## AIM OF THE TASK
Report how many lines of the material contain the string "approximate", matching case exactly. Give only the number.

## TASK DATA
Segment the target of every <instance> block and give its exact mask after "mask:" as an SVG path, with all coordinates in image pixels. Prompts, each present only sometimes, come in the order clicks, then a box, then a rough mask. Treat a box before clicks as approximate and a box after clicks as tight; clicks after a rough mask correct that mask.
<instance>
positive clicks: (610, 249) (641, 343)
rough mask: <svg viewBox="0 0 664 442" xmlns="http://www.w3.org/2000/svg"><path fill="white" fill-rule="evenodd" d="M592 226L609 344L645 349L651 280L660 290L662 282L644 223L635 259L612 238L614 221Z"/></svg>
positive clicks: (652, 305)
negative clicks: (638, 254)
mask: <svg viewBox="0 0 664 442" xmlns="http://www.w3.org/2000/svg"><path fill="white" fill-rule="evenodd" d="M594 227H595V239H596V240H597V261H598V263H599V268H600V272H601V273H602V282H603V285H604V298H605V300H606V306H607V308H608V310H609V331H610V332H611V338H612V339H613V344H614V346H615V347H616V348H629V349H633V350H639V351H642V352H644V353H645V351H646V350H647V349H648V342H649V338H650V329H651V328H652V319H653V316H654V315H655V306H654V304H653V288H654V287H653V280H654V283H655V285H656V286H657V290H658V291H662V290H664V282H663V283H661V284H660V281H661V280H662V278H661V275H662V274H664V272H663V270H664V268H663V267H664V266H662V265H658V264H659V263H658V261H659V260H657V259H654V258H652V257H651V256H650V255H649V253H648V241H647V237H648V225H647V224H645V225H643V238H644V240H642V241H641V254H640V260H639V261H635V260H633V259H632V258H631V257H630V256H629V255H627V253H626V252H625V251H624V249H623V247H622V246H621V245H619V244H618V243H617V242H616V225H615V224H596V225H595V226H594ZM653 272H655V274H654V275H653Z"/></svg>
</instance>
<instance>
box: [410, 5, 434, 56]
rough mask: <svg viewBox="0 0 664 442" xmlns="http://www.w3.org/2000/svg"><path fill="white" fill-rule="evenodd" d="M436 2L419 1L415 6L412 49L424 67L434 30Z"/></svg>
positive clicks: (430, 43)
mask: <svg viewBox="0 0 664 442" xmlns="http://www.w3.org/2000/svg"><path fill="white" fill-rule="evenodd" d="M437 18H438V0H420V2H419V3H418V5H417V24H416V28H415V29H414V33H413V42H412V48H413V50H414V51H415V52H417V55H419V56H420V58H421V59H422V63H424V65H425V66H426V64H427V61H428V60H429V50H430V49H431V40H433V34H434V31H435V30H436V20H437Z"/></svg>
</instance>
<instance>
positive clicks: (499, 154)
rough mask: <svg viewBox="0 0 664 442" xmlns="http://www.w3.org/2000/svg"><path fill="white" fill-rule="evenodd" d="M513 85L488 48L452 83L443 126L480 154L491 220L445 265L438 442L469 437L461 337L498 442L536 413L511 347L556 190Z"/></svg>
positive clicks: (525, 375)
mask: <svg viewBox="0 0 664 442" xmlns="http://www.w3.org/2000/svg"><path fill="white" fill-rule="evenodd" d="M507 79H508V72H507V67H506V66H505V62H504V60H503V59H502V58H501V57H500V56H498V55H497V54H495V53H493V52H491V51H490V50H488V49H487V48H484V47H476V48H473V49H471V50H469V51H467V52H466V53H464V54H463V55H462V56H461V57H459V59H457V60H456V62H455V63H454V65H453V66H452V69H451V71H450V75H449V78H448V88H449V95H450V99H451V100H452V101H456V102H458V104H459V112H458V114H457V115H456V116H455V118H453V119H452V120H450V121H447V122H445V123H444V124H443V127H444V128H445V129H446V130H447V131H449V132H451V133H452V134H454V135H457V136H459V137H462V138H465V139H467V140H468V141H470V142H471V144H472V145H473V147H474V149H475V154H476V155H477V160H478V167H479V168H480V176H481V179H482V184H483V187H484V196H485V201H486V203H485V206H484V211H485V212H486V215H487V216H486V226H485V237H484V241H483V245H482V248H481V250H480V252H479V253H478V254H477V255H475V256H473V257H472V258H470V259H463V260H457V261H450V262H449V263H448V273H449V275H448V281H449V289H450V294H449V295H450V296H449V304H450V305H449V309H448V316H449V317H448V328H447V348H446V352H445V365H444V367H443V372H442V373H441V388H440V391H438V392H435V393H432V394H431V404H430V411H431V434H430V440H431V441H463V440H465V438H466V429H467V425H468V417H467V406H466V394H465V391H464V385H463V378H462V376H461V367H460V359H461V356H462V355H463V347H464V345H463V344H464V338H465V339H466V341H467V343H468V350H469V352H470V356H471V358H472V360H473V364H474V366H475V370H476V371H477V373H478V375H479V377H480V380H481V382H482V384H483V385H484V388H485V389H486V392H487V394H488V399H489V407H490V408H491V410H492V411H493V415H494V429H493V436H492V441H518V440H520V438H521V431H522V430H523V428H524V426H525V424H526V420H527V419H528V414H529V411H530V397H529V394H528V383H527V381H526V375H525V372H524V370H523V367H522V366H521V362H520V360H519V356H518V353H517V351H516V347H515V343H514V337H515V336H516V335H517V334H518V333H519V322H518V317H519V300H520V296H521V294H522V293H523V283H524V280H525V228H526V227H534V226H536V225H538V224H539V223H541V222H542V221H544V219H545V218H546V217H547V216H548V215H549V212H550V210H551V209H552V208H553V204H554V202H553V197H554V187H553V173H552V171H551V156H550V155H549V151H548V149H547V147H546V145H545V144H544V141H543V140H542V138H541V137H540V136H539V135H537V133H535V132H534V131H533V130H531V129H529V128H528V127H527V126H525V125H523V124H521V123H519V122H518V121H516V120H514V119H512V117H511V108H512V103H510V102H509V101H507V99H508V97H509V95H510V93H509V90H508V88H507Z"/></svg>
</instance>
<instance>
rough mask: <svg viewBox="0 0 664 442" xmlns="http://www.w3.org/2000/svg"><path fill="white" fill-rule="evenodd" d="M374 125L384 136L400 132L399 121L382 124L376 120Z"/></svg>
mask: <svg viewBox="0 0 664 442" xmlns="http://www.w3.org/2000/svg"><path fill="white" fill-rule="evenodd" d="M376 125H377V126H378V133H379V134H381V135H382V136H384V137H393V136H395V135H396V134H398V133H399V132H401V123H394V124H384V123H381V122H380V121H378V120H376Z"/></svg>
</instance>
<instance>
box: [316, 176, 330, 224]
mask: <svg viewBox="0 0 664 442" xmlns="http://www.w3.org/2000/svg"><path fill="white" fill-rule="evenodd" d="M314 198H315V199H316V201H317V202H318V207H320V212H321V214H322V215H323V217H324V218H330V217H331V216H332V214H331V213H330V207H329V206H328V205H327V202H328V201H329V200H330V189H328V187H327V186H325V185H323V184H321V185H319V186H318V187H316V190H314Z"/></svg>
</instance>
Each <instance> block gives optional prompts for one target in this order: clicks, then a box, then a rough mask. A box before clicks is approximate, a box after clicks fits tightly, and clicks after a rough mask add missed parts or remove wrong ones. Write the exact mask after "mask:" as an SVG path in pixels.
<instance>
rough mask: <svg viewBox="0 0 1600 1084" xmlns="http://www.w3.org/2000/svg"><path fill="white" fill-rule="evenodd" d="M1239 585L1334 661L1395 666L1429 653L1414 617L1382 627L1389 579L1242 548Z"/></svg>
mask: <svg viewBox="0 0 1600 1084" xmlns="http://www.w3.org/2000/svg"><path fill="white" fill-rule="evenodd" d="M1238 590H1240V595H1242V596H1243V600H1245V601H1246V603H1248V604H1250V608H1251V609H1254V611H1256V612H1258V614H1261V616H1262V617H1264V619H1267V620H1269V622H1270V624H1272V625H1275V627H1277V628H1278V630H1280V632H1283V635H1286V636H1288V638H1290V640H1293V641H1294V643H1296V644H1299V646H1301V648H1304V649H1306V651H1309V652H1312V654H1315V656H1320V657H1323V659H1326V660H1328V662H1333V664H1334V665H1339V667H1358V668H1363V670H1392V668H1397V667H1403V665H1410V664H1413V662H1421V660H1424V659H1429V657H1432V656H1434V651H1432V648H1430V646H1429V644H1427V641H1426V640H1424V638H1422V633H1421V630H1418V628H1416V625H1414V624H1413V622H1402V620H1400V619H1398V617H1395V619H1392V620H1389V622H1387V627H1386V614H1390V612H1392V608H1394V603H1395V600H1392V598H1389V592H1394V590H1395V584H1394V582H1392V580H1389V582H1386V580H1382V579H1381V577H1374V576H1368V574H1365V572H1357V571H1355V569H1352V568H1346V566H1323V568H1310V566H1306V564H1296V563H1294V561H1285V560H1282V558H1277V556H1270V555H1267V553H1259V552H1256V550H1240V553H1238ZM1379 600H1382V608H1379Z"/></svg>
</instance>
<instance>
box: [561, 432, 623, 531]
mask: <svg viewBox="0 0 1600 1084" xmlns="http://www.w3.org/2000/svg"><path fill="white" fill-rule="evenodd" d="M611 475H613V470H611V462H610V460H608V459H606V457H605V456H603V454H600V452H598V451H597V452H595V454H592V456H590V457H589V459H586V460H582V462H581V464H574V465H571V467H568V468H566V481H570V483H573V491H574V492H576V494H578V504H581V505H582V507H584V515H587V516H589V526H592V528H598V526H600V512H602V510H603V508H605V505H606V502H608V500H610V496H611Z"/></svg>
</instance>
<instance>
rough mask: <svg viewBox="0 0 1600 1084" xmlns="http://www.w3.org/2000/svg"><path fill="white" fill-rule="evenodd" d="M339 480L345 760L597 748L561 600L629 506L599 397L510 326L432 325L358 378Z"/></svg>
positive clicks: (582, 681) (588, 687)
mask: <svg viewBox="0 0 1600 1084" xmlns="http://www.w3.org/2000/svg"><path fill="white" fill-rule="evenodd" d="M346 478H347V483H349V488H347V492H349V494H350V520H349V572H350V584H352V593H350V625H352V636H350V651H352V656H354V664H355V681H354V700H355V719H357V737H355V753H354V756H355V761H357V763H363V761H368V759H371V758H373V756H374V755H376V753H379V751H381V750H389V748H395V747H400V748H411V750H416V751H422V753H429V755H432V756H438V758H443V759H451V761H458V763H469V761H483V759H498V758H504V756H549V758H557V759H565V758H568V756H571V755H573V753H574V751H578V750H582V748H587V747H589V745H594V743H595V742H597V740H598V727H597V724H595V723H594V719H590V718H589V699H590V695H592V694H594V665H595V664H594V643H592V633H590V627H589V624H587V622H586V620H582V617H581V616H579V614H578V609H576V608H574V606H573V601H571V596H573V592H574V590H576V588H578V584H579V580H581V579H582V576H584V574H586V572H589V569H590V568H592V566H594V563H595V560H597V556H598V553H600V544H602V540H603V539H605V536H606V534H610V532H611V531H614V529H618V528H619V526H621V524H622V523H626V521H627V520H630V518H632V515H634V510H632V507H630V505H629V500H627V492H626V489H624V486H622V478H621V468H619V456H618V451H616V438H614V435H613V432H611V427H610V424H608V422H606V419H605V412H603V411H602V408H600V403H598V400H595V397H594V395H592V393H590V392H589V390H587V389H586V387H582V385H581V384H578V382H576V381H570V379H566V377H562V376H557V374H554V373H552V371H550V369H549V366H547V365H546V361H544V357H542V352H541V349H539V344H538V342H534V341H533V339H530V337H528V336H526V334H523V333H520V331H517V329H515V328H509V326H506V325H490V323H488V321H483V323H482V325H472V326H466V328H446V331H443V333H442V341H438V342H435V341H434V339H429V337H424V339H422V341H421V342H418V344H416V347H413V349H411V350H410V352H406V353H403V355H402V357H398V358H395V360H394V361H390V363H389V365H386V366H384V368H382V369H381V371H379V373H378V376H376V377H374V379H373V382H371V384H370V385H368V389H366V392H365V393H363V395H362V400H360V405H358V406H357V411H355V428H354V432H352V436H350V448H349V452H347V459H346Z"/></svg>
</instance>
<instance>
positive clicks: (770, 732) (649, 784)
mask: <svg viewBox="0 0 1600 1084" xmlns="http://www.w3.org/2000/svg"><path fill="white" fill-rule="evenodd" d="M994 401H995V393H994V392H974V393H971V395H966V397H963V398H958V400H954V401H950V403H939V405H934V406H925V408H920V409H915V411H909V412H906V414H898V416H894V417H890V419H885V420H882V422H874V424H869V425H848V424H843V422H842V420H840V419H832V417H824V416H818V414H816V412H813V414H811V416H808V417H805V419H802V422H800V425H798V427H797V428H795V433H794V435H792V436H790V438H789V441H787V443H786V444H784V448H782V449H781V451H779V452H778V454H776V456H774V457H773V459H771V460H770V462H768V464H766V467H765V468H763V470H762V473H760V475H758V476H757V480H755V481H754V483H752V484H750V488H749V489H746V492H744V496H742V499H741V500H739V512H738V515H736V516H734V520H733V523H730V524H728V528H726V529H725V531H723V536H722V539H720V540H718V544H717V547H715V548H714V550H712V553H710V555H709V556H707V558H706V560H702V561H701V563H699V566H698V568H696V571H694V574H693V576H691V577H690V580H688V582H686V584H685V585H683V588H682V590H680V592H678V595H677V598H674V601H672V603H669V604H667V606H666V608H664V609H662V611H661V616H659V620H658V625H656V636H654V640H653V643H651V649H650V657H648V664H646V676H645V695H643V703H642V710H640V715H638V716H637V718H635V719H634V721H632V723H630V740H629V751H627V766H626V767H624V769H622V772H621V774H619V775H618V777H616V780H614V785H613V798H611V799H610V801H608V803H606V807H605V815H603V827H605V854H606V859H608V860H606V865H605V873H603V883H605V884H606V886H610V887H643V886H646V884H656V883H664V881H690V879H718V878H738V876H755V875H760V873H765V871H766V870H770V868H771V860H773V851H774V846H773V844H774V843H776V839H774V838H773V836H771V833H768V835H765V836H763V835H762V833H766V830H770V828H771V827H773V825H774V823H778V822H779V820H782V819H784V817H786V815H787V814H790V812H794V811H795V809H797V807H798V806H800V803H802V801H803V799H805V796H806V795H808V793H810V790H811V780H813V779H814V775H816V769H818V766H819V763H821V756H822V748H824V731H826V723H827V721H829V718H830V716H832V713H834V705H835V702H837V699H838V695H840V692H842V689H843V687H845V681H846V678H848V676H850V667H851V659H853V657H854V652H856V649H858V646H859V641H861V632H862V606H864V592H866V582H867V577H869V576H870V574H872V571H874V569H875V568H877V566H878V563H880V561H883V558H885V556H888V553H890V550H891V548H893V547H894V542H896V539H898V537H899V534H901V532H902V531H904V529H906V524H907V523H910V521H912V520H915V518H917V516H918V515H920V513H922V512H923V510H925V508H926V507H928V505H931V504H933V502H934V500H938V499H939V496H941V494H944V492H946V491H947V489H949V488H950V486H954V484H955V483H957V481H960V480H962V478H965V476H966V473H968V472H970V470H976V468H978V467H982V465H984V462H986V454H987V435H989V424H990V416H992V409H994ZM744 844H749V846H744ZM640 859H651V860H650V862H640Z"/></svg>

## ANSWER SPACE
2